Trecho do documento:

>>>

Também não foram poucas as iniciativas emergenciais nas quebradas, que buscaram garantir a sobrevivência da população durante a quarentena, com arrecadação e distribuição de cestas básicas, máscaras, kits de higiene, entre outras iniciativas. Como sempre, são as próprias periferias organizadas que atuam onde o Estado tanto falha.

Mas, muito além de sobreviver, gerar dados e cobrar medidas efetivas do poder público em relação à pandemia, as quebradas ainda conseguiram fazer o impensável: criar e manter uma programação cultural online. Há muito que os coletivos culturais das periferias vêm reinventando a cidade, pautando a criação de leis e ocupando e transformando espaços abandonados em verdadeiros centros comunitários. Ao longo da pandemia, muitos desses coletivos encararam os desafios de transformar suas atividades para o formato online, mantendo viva a programação cultural periférica, que também tem fundamental importância num momento de isolamento e fechamento dos já escassos espaços de lazer.

<<<

Tarefas a realizar:
A. Quais itens o texto sobre as periferias na pandemia cita como arrecadados e distribuídos nas iniciativas emergenciais das quebradas? Liste todos.
B. Responda às perguntas abaixo com base no texto sobre as periferias na pandemia.
(i) Quem, segundo o texto, atua onde o Estado tanto falha?
(ii) O que as quebradas conseguiram fazer que o texto chama de "o impensável"?
(iii) Em que os coletivos culturais transformaram espaços abandonados?
C. Retome o texto sobre as periferias na pandemia a partir da última frase apresentada e dê continuidade a ele.

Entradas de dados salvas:
>>>

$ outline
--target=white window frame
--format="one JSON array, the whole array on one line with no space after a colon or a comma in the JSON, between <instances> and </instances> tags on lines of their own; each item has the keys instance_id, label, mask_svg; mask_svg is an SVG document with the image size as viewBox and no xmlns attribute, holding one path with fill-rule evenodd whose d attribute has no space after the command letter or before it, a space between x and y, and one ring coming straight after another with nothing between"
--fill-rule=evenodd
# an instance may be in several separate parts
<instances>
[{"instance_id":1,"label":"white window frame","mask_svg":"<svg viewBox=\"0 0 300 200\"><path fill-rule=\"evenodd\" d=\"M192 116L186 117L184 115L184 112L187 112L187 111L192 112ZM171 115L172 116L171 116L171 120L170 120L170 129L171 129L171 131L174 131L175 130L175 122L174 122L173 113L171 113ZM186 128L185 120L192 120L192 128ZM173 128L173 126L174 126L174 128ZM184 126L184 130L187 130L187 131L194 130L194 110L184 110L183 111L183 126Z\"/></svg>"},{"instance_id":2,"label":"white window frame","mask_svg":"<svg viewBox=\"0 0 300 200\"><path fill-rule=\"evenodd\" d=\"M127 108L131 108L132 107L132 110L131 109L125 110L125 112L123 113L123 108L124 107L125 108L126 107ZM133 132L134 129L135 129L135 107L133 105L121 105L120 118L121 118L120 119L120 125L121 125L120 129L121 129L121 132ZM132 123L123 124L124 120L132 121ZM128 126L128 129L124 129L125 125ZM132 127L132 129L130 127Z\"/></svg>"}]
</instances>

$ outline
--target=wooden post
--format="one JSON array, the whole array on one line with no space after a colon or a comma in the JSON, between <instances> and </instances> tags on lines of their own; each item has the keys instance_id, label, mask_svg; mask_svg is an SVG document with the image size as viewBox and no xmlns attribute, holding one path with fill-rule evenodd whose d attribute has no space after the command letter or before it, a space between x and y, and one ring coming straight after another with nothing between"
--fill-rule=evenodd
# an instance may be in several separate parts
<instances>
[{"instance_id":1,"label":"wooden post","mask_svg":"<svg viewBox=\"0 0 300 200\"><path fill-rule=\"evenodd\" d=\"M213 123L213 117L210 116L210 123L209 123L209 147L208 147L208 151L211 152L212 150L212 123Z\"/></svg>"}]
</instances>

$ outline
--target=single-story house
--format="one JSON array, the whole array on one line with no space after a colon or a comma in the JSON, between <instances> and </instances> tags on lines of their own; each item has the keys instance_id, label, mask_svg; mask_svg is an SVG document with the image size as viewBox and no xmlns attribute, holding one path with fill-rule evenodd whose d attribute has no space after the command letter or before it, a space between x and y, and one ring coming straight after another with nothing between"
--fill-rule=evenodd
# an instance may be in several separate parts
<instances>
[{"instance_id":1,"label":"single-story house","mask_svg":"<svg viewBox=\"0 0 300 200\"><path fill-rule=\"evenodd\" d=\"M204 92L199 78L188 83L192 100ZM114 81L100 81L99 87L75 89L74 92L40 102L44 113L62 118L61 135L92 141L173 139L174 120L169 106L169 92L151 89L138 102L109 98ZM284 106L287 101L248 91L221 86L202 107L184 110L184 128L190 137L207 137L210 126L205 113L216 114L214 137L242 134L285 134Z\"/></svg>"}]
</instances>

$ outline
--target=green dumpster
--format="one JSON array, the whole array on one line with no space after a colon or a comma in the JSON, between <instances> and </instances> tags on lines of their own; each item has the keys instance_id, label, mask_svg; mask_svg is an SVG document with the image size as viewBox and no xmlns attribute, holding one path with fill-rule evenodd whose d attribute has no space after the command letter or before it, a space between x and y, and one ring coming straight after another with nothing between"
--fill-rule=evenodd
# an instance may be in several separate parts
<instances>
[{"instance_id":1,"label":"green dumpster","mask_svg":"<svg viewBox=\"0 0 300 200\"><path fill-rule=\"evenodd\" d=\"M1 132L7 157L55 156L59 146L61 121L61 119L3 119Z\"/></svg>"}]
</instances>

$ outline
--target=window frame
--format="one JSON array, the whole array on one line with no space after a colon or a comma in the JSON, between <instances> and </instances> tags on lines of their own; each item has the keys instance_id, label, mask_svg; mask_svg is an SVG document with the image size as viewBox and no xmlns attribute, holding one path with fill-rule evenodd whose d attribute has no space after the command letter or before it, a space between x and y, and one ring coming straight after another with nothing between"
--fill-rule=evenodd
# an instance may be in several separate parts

<<<

Respostas por tarefa:
A. Cestas básicas, máscaras e kits de higiene.

B.
(i) As próprias periferias organizadas.
(ii) Criar e manter uma programação cultural online.
(iii) Em verdadeiros centros comunitários.

C.
Na zona leste, uma das iniciativas mais proeminentes é a do Movimento Cultural Ermelino Matarazzo: ao longo dos últimos seis meses, o Movimento criou três formatos fixos de programa online, além de realizar parcerias com diversos outros coletivos e organizações. O primeiro formato fixo foi o “Ao Vivo Pra Manter o Povo Vivo”, uma live musical que já contou com participação de diversos artistas da quebrada, como Yunei Rosa, Aloysio Letra, Banda Chá da Tarde, Samba de Tempo, Mads e Pezê, Beto Bongô, Uma Luiza Pessoa, Tiziu e Banda, Fernaum, entre diversos outros.

Outro formato fixo realizado pelo Movimento Cultural é o Abraço Poético, um bate-papo descontraído com poetas da literatura periférica. Passaram pelo programa nomes como Poeta Beká, Glaucy Alexandre, Gil Douglas, Yasmin Ribeiro, Juliana Jesus, Mariana Felix, Patrícia Meira, Luan Charles, Everson Anderson, Cleyton Mendes, Evolutio e Poeta Skimn. Ao longo do bate-papo, os poetas também realizam pequenas intervenções poéticas, matando a saudade do público que costuma frequentar a cena dos saraus e Slams da zona leste.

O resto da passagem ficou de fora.